AIM OF THE TASK:
Please pull out each line in the records below that contains the word "trunk".

------ SUPPLIED MATERIAL

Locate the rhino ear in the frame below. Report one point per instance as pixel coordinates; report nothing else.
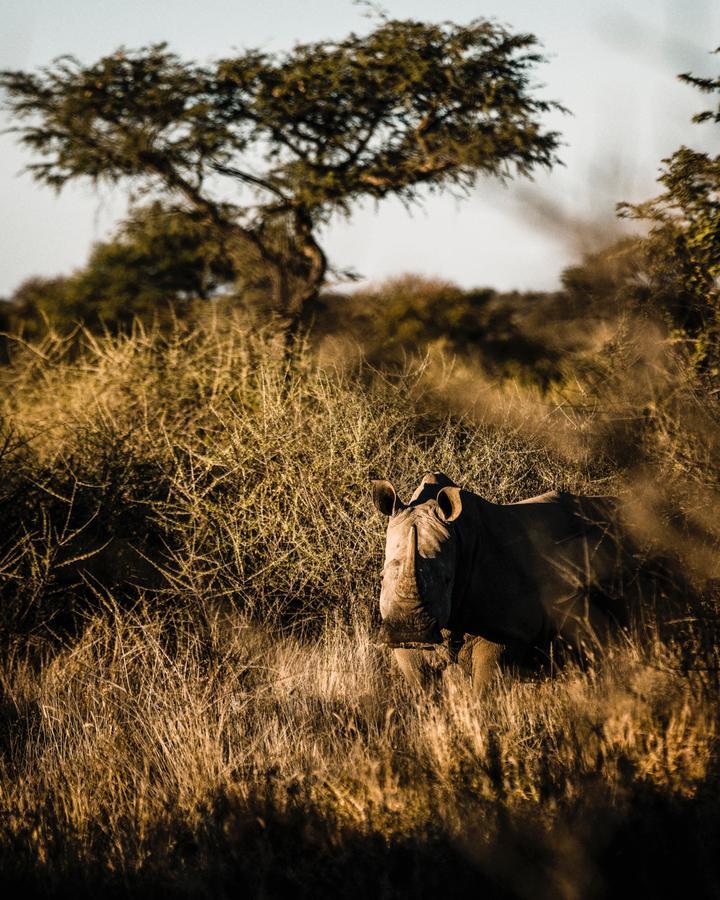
(449, 503)
(385, 497)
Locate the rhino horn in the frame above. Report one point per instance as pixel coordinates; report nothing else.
(407, 580)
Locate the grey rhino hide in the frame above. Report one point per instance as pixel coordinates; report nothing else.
(500, 580)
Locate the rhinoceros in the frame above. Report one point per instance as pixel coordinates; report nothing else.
(497, 582)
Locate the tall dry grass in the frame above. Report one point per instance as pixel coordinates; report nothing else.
(191, 701)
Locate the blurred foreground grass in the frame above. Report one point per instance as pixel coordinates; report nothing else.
(191, 700)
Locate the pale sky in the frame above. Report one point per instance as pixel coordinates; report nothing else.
(615, 70)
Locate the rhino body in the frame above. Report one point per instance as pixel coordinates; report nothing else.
(497, 581)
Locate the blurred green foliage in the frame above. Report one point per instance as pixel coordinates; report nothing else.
(266, 148)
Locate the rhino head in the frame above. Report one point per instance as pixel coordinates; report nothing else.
(420, 556)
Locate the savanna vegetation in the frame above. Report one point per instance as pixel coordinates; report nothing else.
(191, 699)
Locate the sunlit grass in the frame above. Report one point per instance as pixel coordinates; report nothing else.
(192, 701)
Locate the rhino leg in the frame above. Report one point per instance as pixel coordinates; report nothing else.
(482, 659)
(416, 667)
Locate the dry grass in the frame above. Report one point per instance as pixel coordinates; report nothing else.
(191, 700)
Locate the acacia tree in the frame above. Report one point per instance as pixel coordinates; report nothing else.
(268, 147)
(683, 247)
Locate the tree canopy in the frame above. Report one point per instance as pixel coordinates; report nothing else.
(266, 148)
(683, 248)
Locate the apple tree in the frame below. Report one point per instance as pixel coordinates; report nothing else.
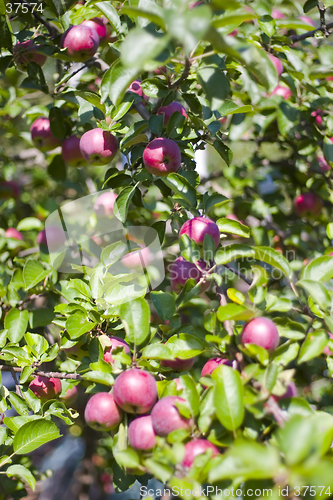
(206, 129)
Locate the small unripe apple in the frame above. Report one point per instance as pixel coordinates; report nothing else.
(181, 270)
(262, 332)
(171, 108)
(141, 435)
(104, 203)
(102, 413)
(45, 388)
(11, 232)
(71, 151)
(81, 41)
(282, 91)
(308, 205)
(25, 52)
(135, 391)
(198, 227)
(115, 343)
(97, 24)
(177, 364)
(197, 447)
(98, 146)
(42, 136)
(161, 157)
(166, 417)
(277, 63)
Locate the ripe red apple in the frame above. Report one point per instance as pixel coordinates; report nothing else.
(161, 157)
(277, 63)
(42, 136)
(282, 91)
(308, 205)
(98, 146)
(102, 413)
(45, 388)
(141, 434)
(262, 332)
(171, 108)
(177, 364)
(104, 203)
(81, 41)
(115, 343)
(97, 24)
(166, 417)
(198, 227)
(25, 52)
(197, 447)
(71, 151)
(135, 391)
(11, 232)
(181, 270)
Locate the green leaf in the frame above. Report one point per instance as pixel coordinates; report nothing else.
(181, 186)
(23, 473)
(135, 316)
(164, 304)
(34, 434)
(33, 273)
(16, 323)
(228, 397)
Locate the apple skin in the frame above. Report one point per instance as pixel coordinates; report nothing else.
(181, 270)
(71, 151)
(177, 364)
(308, 205)
(166, 417)
(97, 24)
(42, 136)
(171, 108)
(25, 52)
(262, 332)
(195, 448)
(102, 413)
(277, 63)
(115, 342)
(45, 388)
(98, 146)
(81, 41)
(11, 232)
(135, 391)
(198, 227)
(141, 434)
(161, 157)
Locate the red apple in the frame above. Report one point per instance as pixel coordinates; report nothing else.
(97, 24)
(171, 108)
(135, 391)
(42, 136)
(262, 332)
(71, 152)
(141, 435)
(25, 52)
(198, 227)
(98, 146)
(102, 413)
(115, 343)
(197, 447)
(308, 205)
(81, 41)
(181, 270)
(45, 388)
(11, 232)
(161, 157)
(166, 417)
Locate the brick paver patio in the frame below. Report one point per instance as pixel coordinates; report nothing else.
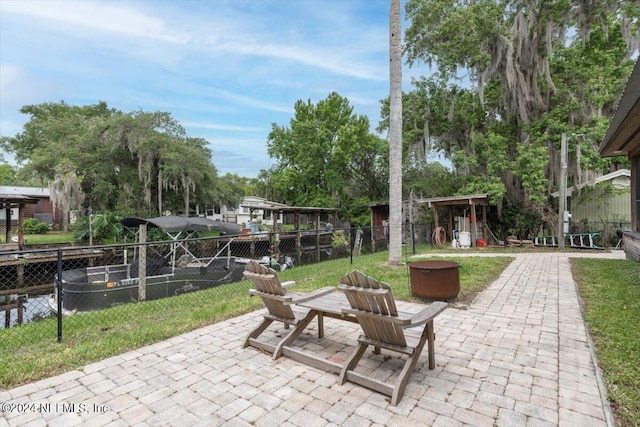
(518, 356)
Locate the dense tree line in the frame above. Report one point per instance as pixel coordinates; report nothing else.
(510, 78)
(537, 69)
(132, 163)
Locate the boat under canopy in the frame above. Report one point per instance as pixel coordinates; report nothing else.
(173, 273)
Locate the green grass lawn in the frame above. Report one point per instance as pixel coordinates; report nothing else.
(610, 290)
(93, 336)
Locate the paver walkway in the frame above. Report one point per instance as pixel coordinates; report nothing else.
(518, 356)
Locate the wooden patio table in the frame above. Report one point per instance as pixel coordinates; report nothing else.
(331, 306)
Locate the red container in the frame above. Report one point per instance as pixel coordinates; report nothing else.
(435, 279)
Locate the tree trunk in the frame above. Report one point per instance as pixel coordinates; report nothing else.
(395, 136)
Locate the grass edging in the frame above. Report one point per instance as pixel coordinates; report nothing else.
(610, 296)
(93, 336)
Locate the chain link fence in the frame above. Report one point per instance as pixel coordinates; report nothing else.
(48, 290)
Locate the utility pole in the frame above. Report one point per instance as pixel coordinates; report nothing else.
(562, 193)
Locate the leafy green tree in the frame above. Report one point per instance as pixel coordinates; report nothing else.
(322, 156)
(133, 163)
(533, 83)
(7, 174)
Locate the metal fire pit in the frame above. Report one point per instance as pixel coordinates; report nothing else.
(435, 279)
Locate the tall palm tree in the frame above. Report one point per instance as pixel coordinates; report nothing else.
(395, 136)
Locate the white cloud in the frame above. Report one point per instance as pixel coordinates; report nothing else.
(113, 17)
(217, 126)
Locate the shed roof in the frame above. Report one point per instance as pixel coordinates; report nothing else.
(623, 135)
(9, 201)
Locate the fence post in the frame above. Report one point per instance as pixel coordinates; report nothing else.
(413, 237)
(59, 293)
(142, 264)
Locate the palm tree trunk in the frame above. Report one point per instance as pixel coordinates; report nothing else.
(395, 136)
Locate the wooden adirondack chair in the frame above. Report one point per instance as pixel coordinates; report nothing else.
(385, 327)
(278, 302)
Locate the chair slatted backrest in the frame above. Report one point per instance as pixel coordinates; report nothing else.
(266, 281)
(375, 307)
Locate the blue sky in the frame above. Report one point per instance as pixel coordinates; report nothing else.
(226, 70)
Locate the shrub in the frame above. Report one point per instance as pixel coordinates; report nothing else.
(34, 226)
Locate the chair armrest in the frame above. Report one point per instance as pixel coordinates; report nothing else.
(286, 299)
(313, 295)
(427, 314)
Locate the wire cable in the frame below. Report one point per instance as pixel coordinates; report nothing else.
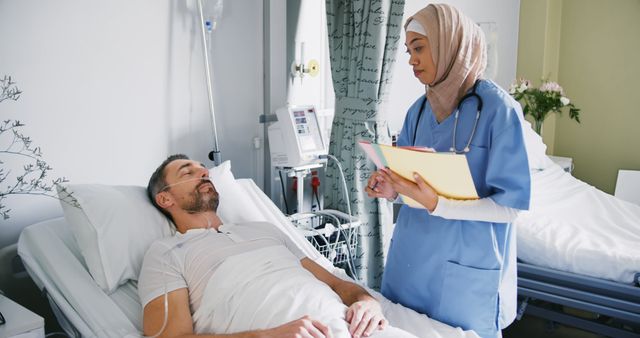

------------

COMPLETE RESPONSE:
Locate the tree trunk in the frame above. Report one point per instance as pixel coordinates; report nothing else.
Locate the palm tree trunk in the frame above. Report one point per instance as pixel coordinates; report nothing else.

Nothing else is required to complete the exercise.